Zitierter Textauszug:
######

Eisiges Schweigen

Roman | Natascha Wodin: Irgendwo in diesem Dunkel

»Er saß in seinem mit Kissen und Windeln ausgepolstertem Sessel, klein, grau, entrückt in die Moränenlandschaft seiner zerstörten Gefäße, in denen er dem Tropfen einer unendlichen Zeit nachzuspüren schien.« So beschreibt Natascha Wodin die letzten Tage ihres 1989 verstorbenen Vaters. Vor einem Jahr war sie für ›Sie kam aus Mariupol‹, eine literarische Annäherung an ihre Mutter, mit dem Preis der Leipziger Buchmesse ausgezeichnet worden. Von PETER MOHR

Irgendwo in diesem Dunkel - 350Natascha Wodins literarisches Werk hat einen durchgehend autobiografischen Background. Schreiben bedeutet für sie stets auch Selbstvergewisserung, Befreiung und Traumabewältigung.

######

[Einträge aus einer Sammlung]
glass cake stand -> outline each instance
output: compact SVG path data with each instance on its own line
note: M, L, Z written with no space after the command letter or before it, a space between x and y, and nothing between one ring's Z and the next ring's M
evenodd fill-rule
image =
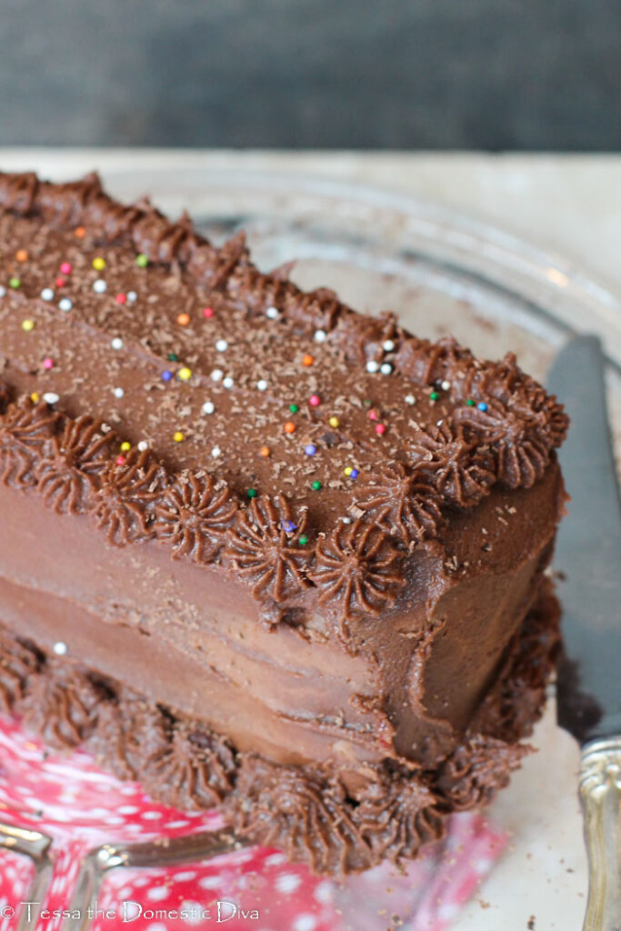
M120 199L134 199L149 192L153 201L171 216L188 209L215 241L243 228L260 267L270 269L295 261L291 277L302 287L328 285L354 307L371 313L392 309L420 336L452 333L487 358L514 351L522 367L544 382L550 359L568 335L597 332L608 358L614 430L617 441L621 439L621 302L560 256L546 254L498 229L431 203L290 173L193 169L180 174L158 169L109 173L104 182ZM262 902L263 917L242 922L237 915L227 921L229 929L384 931L400 926L422 931L450 926L455 931L496 931L503 926L506 931L522 931L534 926L578 931L587 890L577 802L579 752L573 739L556 726L553 703L550 690L546 716L532 741L538 752L526 759L511 786L486 812L486 821L465 820L452 830L451 845L441 852L445 866L452 870L450 875L442 872L437 852L431 852L415 868L417 871L405 877L371 871L372 876L348 880L337 888L312 880L297 868L284 869L279 855L259 848L253 854L243 850L229 854L233 860L207 861L207 867L203 860L201 869L207 872L200 872L193 862L204 857L205 849L196 846L196 834L216 823L212 816L193 822L189 816L171 815L149 805L135 787L119 789L103 775L88 775L88 761L78 754L72 762L51 763L50 790L53 795L58 777L62 791L58 798L53 795L52 801L47 799L46 811L51 813L56 828L61 826L55 838L56 866L63 857L67 864L55 882L65 882L71 873L74 884L82 884L73 894L84 897L88 884L92 892L93 884L101 880L101 896L110 898L110 891L106 893L103 886L112 864L115 869L110 875L121 877L115 885L117 895L135 898L143 894L155 911L158 901L169 905L167 897L172 893L173 881L165 876L166 864L177 857L184 864L182 879L179 874L175 879L182 884L182 898L183 895L194 899L199 897L202 901L205 897L213 898L215 890L224 897L238 897L244 889L244 907L249 912L253 895ZM40 752L12 725L0 724L3 747L5 754L14 754L14 773L21 772L25 779L29 771L36 772ZM11 823L25 826L28 836L15 840L13 850L30 844L31 854L38 851L39 857L31 857L28 876L23 857L19 857L5 868L5 876L10 869L16 884L23 881L24 889L34 884L35 891L38 884L42 896L49 884L52 863L46 847L47 833L36 827L33 802L36 793L19 796L20 787L9 784L2 761L0 753L0 812L4 808L7 813L6 818L0 815L0 821L12 819ZM109 799L125 791L129 801L115 803L111 815L110 804L88 801L91 790L105 793ZM16 799L20 799L20 804ZM142 819L141 828L139 818ZM39 835L43 841L37 840ZM123 853L132 840L148 846L147 853L135 847L133 861L127 851ZM154 842L159 846L149 846ZM92 857L87 863L87 849L103 851L97 855L99 865ZM142 857L138 865L136 857ZM132 862L139 874L142 870L138 879ZM0 875L2 864L0 857ZM277 875L275 870L279 870ZM446 884L439 889L434 886L440 874L448 876L451 888ZM195 884L192 892L183 883ZM427 901L426 918L420 908L416 918L414 900L419 901L425 890L427 898L433 893L435 911ZM45 894L48 893L49 888ZM0 885L0 931L17 927L11 924L16 917L3 915L2 895ZM210 922L203 925L196 917L137 919L133 927L151 931L173 931L192 924L210 927L215 918L213 912ZM77 929L95 924L70 916L41 927ZM28 926L35 925L22 920L20 927ZM103 919L97 924L101 929L112 926Z

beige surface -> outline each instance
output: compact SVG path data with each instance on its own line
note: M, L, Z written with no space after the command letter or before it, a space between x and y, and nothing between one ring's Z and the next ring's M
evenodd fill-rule
M621 292L621 155L0 148L2 169L54 178L173 166L303 171L416 194L561 252Z
M61 179L97 168L115 174L160 168L245 167L339 178L456 206L558 251L621 292L621 156L360 155L1 150L0 168ZM493 811L511 833L504 857L453 927L458 931L578 931L586 864L576 799L578 749L553 708L530 757Z

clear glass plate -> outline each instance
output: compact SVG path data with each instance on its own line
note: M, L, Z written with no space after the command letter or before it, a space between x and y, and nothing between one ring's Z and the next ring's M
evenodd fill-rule
M158 169L104 181L121 199L149 192L169 215L187 209L215 241L243 228L260 267L294 261L302 287L331 287L371 313L394 310L420 336L452 333L487 358L513 351L543 381L572 331L598 332L621 438L621 303L561 257L430 203L290 173ZM582 926L579 755L556 727L552 701L535 733L539 752L492 809L508 850L454 929L521 931L532 918L535 927Z

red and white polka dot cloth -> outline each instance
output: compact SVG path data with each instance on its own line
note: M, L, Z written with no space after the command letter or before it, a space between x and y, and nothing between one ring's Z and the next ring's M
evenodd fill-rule
M53 871L32 927L85 926L62 915L87 853L103 843L180 838L218 828L213 812L183 813L153 803L78 751L47 755L0 718L0 821L50 836ZM455 816L448 837L403 872L378 867L343 884L313 876L277 851L247 847L209 861L105 874L89 931L441 931L450 926L506 838L480 815ZM0 848L0 931L18 925L34 875L27 857ZM94 913L93 913L94 912ZM80 920L81 921L81 920ZM63 922L65 924L63 924Z

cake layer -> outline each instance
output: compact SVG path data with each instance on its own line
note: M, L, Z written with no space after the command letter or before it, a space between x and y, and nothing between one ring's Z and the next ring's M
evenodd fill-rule
M506 784L540 714L558 644L549 586L510 644L502 673L457 748L437 769L367 764L346 785L327 766L277 765L236 752L196 718L140 690L42 651L0 626L0 712L20 714L56 748L86 743L122 778L183 809L223 806L240 834L319 872L412 857L446 816L489 802Z
M505 779L567 427L513 356L0 174L0 376L7 707L326 870Z
M552 468L533 490L494 492L455 518L442 548L429 541L412 553L402 600L369 620L352 654L310 605L297 626L267 627L243 583L172 561L153 542L128 559L87 516L58 515L32 490L0 485L0 603L16 633L47 648L62 641L71 658L201 717L240 749L277 762L400 755L431 764L497 674L536 594L561 501ZM455 561L467 574L451 572Z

######

Gestellte Aufgabe 1: Aktualisiere in der Rezension den Abschnitt von „Irgendwo in diesem Dunkel - 350Natascha“ bis „Befreiung und Traumabewältigung.“, indem du „Traumabewältigung“ durch „Vergangenheitsbewältigung“ ersetzt.
Gestellte Aufgabe 2: Für welches Werk wurde Natascha Wodin laut der Rezension mit dem Preis der Leipziger Buchmesse ausgezeichnet?

Vollständige Antwort 1:
Irgendwo in diesem Dunkel - 350Natascha Wodins literarisches Werk hat einen durchgehend autobiografischen Background. Schreiben bedeutet für sie stets auch Selbstvergewisserung, Befreiung und Vergangenheitsbewältigung.

Vollständige Antwort 2: Für ›Sie kam aus Mariupol‹, eine literarische Annäherung an ihre Mutter.